**Task description**
Quote the listing below verbatim, line for line, omitting the pictures.
[Start Information shown]
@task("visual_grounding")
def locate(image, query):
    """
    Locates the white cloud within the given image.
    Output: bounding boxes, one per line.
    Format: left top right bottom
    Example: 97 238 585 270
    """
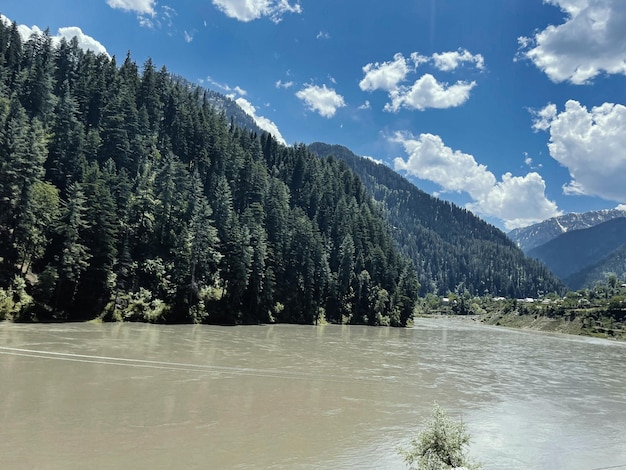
359 49 485 112
518 0 626 85
53 26 109 55
212 0 302 23
235 97 287 145
296 85 346 118
107 0 156 16
432 49 485 72
530 103 556 131
363 155 385 165
385 73 476 112
359 53 410 91
276 80 294 88
0 15 109 55
467 171 562 230
391 132 560 230
107 0 174 28
534 100 626 203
[End Information shown]
**Response**
@task("visual_grounding")
def locate(image, query):
    """
    Locates the white cloud within the given image.
    Output: bounding boxes, one per line.
    Format: left top right bottom
    Example: 97 238 585 270
    """
359 49 485 112
518 0 626 85
53 26 109 55
212 0 302 23
235 97 287 145
296 85 346 118
107 0 156 16
432 49 485 72
530 103 556 131
363 155 385 165
385 73 476 112
359 53 410 91
276 80 294 88
0 15 109 55
467 171 562 230
391 132 560 230
107 0 174 28
534 100 626 203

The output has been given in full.